练习任务. 把下文讲解 pandas 排序与行列访问的文档正文一字不差地完整誊写一遍。

2.7 df.sort_values()排序

# 默认情况下,pandas将按我们指定的列升序排列数据,并返回一个新的DataFrame
# inplace参数,是否自排序DataFrame,而不返回新DataFrame
# inplace=False,非自排序,返回新DataFrame
# a = food_info.sort_values("Sodium_(mg)",inplace=False)
# inplace=True,自排序,不返回新DataFrame
food_info.sort_values("Sodium_(mg)",inplace=True)
# ascending=False,升序等于False,即降序
food_info.sort_values("Sodium_(mg)",inplace=True,ascending=False)  # 降序

 2.8 type()  查看数据类型

type(food_info)          # pandas.core.frame.DataFrame
print(type(food_info))   # <class 'pandas.core.frame.DataFrame'>
#print (food_info.dtypes) # 所有columns的数据类型

2.9 DataFrame行、列访问

# df.loc[]  DataFrame行访问
# df.loc[3:6]  访问df的[3-6行]
food_info.loc[3:6]
# df.loc[[3,7,9]]  访问列表[]中的行:3,7,9行
food_info.loc[[3,7,9]]
# df[["Zinc_(mg)", "Copper_(mg)"]]列访问
food_info[["Zinc_(mg)", "Copper_(mg)"]]
# 访问列表[]中的行:3,7,9行,["Shrt_Desc","Water_(g)","Energ_Kcal"]列
#food_info.loc[[3,7,9]][["Shrt_Desc","Water_(g)","Energ_Kcal"]]
# 访问885行Age的值
row_index_885_age = titanic_survival.loc[885,"Age"]   # 39.0  
row_index_885_age
# 访问886行Pclass的值
titanic_survival.loc[886,"Pclass"]

 

2.10 DataFrame查看头3行,所有单位为(g)的列数据

# 查看头3行,所有单位为(g)的列数据
col_names = food_info.columns.tolist()

数据记录.

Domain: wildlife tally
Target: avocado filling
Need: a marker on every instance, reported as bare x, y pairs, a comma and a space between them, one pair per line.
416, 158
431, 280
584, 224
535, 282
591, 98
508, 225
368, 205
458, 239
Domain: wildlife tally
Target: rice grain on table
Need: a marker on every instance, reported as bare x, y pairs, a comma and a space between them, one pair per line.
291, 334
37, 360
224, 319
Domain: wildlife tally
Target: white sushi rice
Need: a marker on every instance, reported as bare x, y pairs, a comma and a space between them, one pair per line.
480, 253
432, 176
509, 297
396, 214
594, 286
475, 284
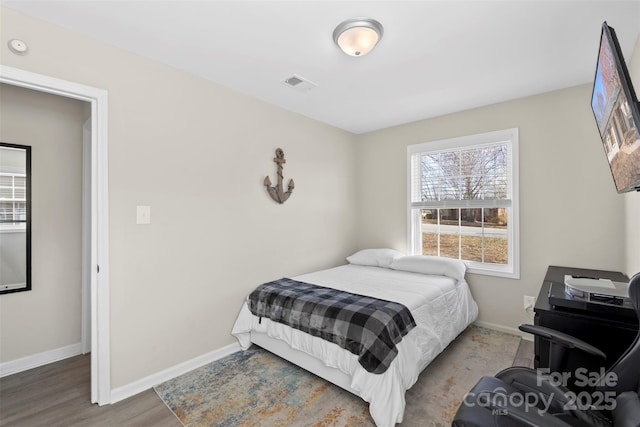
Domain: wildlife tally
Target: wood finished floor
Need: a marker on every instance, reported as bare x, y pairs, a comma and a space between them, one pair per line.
58, 394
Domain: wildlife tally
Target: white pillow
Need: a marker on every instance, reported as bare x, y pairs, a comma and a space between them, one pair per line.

参考解答.
2.7 df.sort_values()排序

# 默认情况下,pandas将按我们指定的列升序排列数据,并返回一个新的DataFrame
# inplace参数,是否自排序DataFrame,而不返回新DataFrame
# inplace=False,非自排序,返回新DataFrame
# a = food_info.sort_values("Sodium_(mg)",inplace=False)
# inplace=True,自排序,不返回新DataFrame
food_info.sort_values("Sodium_(mg)",inplace=True)
# ascending=False,升序等于False,即降序
food_info.sort_values("Sodium_(mg)",inplace=True,ascending=False)  # 降序

 2.8 type()  查看数据类型

type(food_info)          # pandas.core.frame.DataFrame
print(type(food_info))   # <class 'pandas.core.frame.DataFrame'>
#print (food_info.dtypes) # 所有columns的数据类型

2.9 DataFrame行、列访问

# df.loc[]  DataFrame行访问
# df.loc[3:6]  访问df的[3-6行]
food_info.loc[3:6]
# df.loc[[3,7,9]]  访问列表[]中的行:3,7,9行
food_info.loc[[3,7,9]]
# df[["Zinc_(mg)", "Copper_(mg)"]]列访问
food_info[["Zinc_(mg)", "Copper_(mg)"]]
# 访问列表[]中的行:3,7,9行,["Shrt_Desc","Water_(g)","Energ_Kcal"]列
#food_info.loc[[3,7,9]][["Shrt_Desc","Water_(g)","Energ_Kcal"]]
# 访问885行Age的值
row_index_885_age = titanic_survival.loc[885,"Age"]   # 39.0  
row_index_885_age
# 访问886行Pclass的值
titanic_survival.loc[886,"Pclass"]

 

2.10 DataFrame查看头3行,所有单位为(g)的列数据

# 查看头3行,所有单位为(g)的列数据
col_names = food_info.columns.tolist()